**Stated exercise:**
Copy the listing below word for word, from its first line to its last, but leave out the pictures.

**Raw data:**

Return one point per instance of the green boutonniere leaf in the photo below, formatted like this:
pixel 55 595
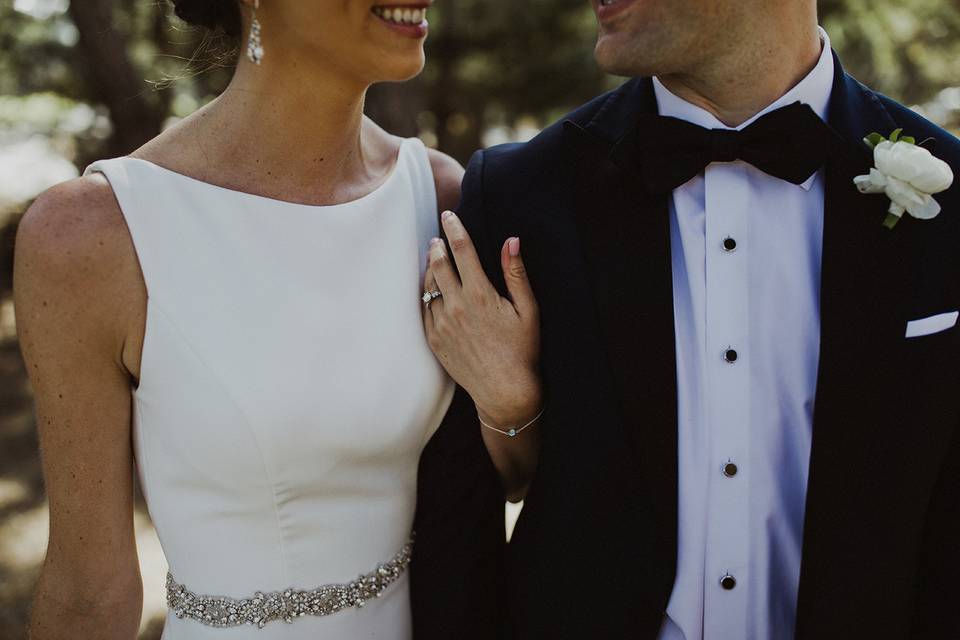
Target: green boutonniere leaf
pixel 873 140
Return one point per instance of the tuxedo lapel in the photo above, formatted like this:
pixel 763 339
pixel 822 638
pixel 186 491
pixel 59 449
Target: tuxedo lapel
pixel 625 236
pixel 863 288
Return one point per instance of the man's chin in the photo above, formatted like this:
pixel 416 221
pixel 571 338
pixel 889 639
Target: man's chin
pixel 615 56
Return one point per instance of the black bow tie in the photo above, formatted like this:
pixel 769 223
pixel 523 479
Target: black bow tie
pixel 791 143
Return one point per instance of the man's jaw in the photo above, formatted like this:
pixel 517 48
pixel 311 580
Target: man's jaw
pixel 607 10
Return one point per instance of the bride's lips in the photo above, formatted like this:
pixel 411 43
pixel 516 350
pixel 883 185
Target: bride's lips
pixel 406 19
pixel 607 10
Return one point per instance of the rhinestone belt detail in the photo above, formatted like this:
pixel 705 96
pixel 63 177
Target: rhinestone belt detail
pixel 220 611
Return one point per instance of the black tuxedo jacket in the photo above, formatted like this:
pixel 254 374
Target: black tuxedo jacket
pixel 595 549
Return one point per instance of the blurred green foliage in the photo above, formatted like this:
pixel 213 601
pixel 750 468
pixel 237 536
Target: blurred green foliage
pixel 487 68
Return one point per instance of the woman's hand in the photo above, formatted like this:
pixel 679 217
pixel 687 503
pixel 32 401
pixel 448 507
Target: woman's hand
pixel 489 344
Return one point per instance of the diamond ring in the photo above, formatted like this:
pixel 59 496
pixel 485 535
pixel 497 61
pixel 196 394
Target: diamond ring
pixel 430 296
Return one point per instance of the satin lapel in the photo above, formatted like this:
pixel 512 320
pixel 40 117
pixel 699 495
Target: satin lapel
pixel 625 235
pixel 864 285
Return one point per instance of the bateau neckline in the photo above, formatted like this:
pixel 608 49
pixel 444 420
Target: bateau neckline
pixel 276 201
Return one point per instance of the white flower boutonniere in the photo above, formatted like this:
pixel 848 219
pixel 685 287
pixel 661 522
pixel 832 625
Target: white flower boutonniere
pixel 909 174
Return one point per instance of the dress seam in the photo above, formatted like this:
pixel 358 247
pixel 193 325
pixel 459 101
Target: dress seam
pixel 266 470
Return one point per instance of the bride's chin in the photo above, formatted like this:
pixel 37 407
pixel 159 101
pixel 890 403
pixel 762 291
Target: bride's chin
pixel 401 70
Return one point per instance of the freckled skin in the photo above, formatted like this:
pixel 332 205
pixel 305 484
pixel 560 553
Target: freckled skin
pixel 81 299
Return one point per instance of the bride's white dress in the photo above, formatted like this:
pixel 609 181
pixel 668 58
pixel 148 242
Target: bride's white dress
pixel 286 394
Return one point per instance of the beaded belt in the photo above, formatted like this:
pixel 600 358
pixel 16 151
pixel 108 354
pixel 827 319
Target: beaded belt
pixel 220 611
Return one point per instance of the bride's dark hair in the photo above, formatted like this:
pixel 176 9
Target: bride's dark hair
pixel 212 14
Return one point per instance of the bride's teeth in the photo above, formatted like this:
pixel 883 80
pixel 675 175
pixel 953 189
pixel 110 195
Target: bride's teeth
pixel 401 15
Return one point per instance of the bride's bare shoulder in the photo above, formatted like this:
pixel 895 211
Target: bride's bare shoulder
pixel 76 224
pixel 74 254
pixel 447 175
pixel 447 172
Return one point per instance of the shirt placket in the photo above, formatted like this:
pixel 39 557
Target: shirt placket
pixel 726 576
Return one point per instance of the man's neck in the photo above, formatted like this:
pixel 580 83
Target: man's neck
pixel 737 85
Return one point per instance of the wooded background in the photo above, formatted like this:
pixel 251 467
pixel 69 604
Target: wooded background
pixel 96 78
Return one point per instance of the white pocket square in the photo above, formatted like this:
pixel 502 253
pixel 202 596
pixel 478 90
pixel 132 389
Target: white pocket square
pixel 933 324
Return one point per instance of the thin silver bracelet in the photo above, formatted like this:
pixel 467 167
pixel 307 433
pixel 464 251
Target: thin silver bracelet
pixel 514 431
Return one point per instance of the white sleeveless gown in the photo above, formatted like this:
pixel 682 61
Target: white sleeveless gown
pixel 287 389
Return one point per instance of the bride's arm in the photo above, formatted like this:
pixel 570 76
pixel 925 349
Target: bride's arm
pixel 73 273
pixel 488 343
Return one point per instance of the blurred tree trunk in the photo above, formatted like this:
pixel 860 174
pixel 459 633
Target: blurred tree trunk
pixel 459 126
pixel 395 106
pixel 136 112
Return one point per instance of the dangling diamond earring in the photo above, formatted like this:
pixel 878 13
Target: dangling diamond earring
pixel 254 46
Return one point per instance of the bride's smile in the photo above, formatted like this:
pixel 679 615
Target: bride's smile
pixel 409 20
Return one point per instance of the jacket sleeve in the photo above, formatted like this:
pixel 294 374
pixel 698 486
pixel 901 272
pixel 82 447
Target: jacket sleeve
pixel 457 569
pixel 938 605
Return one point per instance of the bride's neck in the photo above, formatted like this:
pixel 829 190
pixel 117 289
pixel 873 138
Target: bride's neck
pixel 295 119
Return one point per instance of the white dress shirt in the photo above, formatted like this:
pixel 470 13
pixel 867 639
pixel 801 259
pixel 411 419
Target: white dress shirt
pixel 747 318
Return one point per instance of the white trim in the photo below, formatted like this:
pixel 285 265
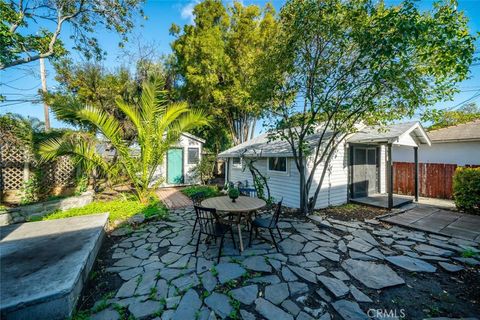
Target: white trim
pixel 287 167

**Output for this task:**
Return one point per instance of the green boutonniere leaf in the photo below, formatted like this:
pixel 55 595
Target: green boutonniere leaf
pixel 873 140
Return one point per instance of the tuxedo lapel in the photo above, formatted like this:
pixel 763 339
pixel 822 638
pixel 186 491
pixel 59 449
Target: tuxedo lapel
pixel 625 236
pixel 863 288
Return one point per instance of the man's chin in the photo above, formatted like this:
pixel 416 221
pixel 571 338
pixel 889 639
Target: man's chin
pixel 615 56
Return one point per instance of the black bow tie in the photo above, formatted like this:
pixel 769 223
pixel 523 479
Target: black bow tie
pixel 791 143
Return one point per instance of the man's jaw in the photo above, formatted like this:
pixel 517 48
pixel 311 580
Target: man's jaw
pixel 607 10
Return one point per instance of the bride's lips in the photo above, formatted like this:
pixel 411 43
pixel 516 350
pixel 883 185
Target: bride's lips
pixel 406 19
pixel 607 10
Return one point per instance of the rhinestone belt detail in the photo above, formatted like this:
pixel 705 96
pixel 63 177
Target: rhinestone belt detail
pixel 220 611
Return one point per instance of the black tuxedo jacket in the photo above, formatted like this:
pixel 254 374
Target: black tuxedo jacket
pixel 595 549
Return one point per instance of the blurred green foliage in the photo above, formatted like this:
pixel 213 601
pixel 750 468
pixel 237 536
Target: blurred green foliage
pixel 487 68
Return one point per instance of the woman's hand in the photo above, formatted like this:
pixel 679 217
pixel 687 503
pixel 32 401
pixel 448 507
Target: woman's hand
pixel 489 344
Return one point per instance of the diamond ring in the photo above, formatted like this:
pixel 59 496
pixel 485 535
pixel 497 61
pixel 196 394
Target: diamond ring
pixel 430 296
Return one point per instance of the satin lapel in the photo above, formatted like this:
pixel 512 320
pixel 40 117
pixel 699 495
Target: satin lapel
pixel 625 235
pixel 864 285
Return one point per instance of the bateau neckline in the photo above, formatted like this:
pixel 608 49
pixel 444 420
Target: bateau neckline
pixel 276 201
Return one point per instance of the white flower boutonniere in the photo above, formatted like this:
pixel 848 219
pixel 685 287
pixel 661 522
pixel 832 625
Target: white flower boutonniere
pixel 909 174
Return one point per instance of the dress seam in the photo above, formatted like this:
pixel 358 247
pixel 193 325
pixel 459 101
Target: dress seam
pixel 266 470
Return one point per instance of the bride's chin in the photo above, formatted like this:
pixel 37 407
pixel 159 101
pixel 890 403
pixel 762 291
Target: bride's chin
pixel 401 70
Return one point per instance of the freckled skin in the photo above, formatted like this:
pixel 332 205
pixel 305 484
pixel 560 553
Target: freckled skin
pixel 81 299
Return one point per instance of the bride's white dress in the photo above, formatted like this:
pixel 609 181
pixel 668 58
pixel 148 242
Target: bride's white dress
pixel 286 394
Return one point per instance of the beaded belt in the photo above, formatted like this:
pixel 600 358
pixel 16 151
pixel 108 354
pixel 827 319
Target: beaded belt
pixel 220 611
Return one point per instance of the bride's dark hair in the photo above, formatted like this:
pixel 176 9
Target: bride's dark hair
pixel 212 14
Return one point per instance of the bride's teeth in the photo above, formatted like this:
pixel 883 80
pixel 675 175
pixel 953 189
pixel 110 195
Target: bride's teeth
pixel 401 15
Return one point per instance of the bride's bare shoulder in the photo above, formatted like this:
pixel 895 211
Target: bride's bare shoulder
pixel 76 224
pixel 74 254
pixel 447 175
pixel 447 172
Return one point per instance of the shirt placket in the photo above, formatted like this:
pixel 39 557
Target: shirt placket
pixel 726 576
Return one point per instance of the man's neck in the photo above, formatted like this:
pixel 580 83
Target: man's neck
pixel 737 85
Return one point per instance of the wooded background in the photo above, formatted like this:
pixel 251 467
pixel 69 604
Target: wooded background
pixel 96 78
Return one point per instance of the white pocket square in the photo above, formatted like this:
pixel 502 253
pixel 202 596
pixel 478 90
pixel 132 389
Target: white pocket square
pixel 933 324
Return one point per instance of the thin silver bracelet in the photo above, formatted like this:
pixel 467 167
pixel 307 433
pixel 464 251
Target: thin silver bracelet
pixel 514 431
Return one point per instance of the white sleeveless gown in the photo above, formatted like this:
pixel 682 61
Target: white sleeveless gown
pixel 287 389
Return one point per instance of the bride's arm in the photo above, formatted like this:
pixel 570 76
pixel 925 349
Target: bride's arm
pixel 73 273
pixel 488 343
Return one point per instance of the blurred tree trunk in the photo above, formatted like this:
pixel 860 174
pixel 459 633
Target: blurred tree trunk
pixel 459 126
pixel 395 106
pixel 136 112
Return one point per instance of the dangling diamond earring in the photo above, formatted like this:
pixel 878 13
Target: dangling diamond earring
pixel 254 46
Return one point per instance of the bride's smile in the photo above, formatted like this:
pixel 679 615
Target: bride's smile
pixel 409 20
Return one point per instance of the jacket sleeve in the photo above, formatted like this:
pixel 294 374
pixel 698 486
pixel 901 272
pixel 82 447
Target: jacket sleeve
pixel 457 569
pixel 938 605
Return one point per instance of the bride's neck in the photo above, formatted like this:
pixel 829 190
pixel 117 289
pixel 873 138
Target: bride's neck
pixel 295 119
Return one point per instance of the white dress shirt in the photo above, formatted like this:
pixel 470 13
pixel 867 639
pixel 801 259
pixel 411 419
Target: white dress shirt
pixel 747 318
Return one point per instance of the white trim in the photo below, formatted like this:
pixel 285 265
Target: white trim
pixel 287 167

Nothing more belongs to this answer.